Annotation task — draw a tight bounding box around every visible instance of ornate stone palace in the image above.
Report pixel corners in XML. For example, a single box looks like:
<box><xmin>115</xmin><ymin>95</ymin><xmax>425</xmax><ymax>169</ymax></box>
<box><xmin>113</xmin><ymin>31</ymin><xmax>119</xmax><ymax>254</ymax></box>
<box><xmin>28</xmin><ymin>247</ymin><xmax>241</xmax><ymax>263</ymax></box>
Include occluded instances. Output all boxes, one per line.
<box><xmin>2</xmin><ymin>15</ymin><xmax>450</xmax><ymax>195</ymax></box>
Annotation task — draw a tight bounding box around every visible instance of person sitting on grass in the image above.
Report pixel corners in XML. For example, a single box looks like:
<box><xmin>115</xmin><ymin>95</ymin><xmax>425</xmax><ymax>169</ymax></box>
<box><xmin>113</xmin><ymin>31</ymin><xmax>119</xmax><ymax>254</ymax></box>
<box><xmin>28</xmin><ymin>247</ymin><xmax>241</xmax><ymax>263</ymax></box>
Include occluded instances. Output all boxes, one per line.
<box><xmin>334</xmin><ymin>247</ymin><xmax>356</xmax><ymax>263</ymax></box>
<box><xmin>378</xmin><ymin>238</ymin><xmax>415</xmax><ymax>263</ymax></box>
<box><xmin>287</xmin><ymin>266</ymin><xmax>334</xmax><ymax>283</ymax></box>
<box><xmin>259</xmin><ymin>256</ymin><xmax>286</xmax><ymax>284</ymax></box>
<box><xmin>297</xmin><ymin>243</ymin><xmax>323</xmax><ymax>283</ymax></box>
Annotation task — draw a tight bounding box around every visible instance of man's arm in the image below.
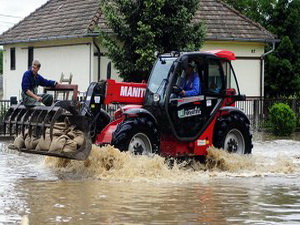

# [Objective]
Return all of the data above verbatim, line by line, leaving out the pictures.

# [Answer]
Annotation task — draw a tight bounding box around every visible instance of ornate stone palace in the image above.
Report pixel corners in XML. For example, a single box looks like:
<box><xmin>115</xmin><ymin>95</ymin><xmax>425</xmax><ymax>169</ymax></box>
<box><xmin>113</xmin><ymin>31</ymin><xmax>119</xmax><ymax>254</ymax></box>
<box><xmin>28</xmin><ymin>247</ymin><xmax>241</xmax><ymax>263</ymax></box>
Include occluded instances. Output all boxes, one per line.
<box><xmin>2</xmin><ymin>15</ymin><xmax>450</xmax><ymax>195</ymax></box>
Annotation task — draw a tight bounding box around every visible instance of person sitting on grass in the image above.
Report pixel corners in XML. For example, a single box looks like:
<box><xmin>115</xmin><ymin>95</ymin><xmax>425</xmax><ymax>169</ymax></box>
<box><xmin>113</xmin><ymin>31</ymin><xmax>119</xmax><ymax>254</ymax></box>
<box><xmin>28</xmin><ymin>247</ymin><xmax>241</xmax><ymax>263</ymax></box>
Include occluded instances. Output all boxes, one per line.
<box><xmin>334</xmin><ymin>247</ymin><xmax>356</xmax><ymax>263</ymax></box>
<box><xmin>378</xmin><ymin>238</ymin><xmax>415</xmax><ymax>263</ymax></box>
<box><xmin>287</xmin><ymin>266</ymin><xmax>334</xmax><ymax>283</ymax></box>
<box><xmin>259</xmin><ymin>256</ymin><xmax>286</xmax><ymax>284</ymax></box>
<box><xmin>297</xmin><ymin>243</ymin><xmax>323</xmax><ymax>283</ymax></box>
Annotation task — draw a tight bounding box around every visible instance of man's arm in the image below.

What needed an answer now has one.